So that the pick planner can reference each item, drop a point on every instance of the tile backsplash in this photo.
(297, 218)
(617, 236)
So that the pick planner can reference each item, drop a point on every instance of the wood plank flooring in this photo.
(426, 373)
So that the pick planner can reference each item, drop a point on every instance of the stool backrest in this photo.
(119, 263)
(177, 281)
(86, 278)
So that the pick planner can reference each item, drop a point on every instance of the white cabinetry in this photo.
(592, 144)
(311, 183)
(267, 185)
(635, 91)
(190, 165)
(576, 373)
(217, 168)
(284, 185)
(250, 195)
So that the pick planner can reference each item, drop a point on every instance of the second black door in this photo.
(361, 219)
##########
What is needed |
Reproduce all of the items above word for word, each on its own line.

Response to the exercise |
So that the pick planner can reference each item, drop a point on every instance of the tile backsplash in this photo.
(297, 218)
(617, 236)
So that the pick planner can reference each item, drop a point on every instance of the wood plank flooring in this photo.
(426, 373)
So that the pick planner can reference each item, drop a point on every instance of the stool backrest in this photo.
(119, 263)
(177, 281)
(86, 278)
So that the pick planner can reference each item, drop a point on every instance of the white cabinetry in this photo.
(592, 144)
(311, 183)
(267, 185)
(635, 91)
(190, 165)
(576, 373)
(217, 168)
(284, 185)
(250, 195)
So that the pick planner can reference each item, drop a point on every instance of the second black door in this photo.
(361, 219)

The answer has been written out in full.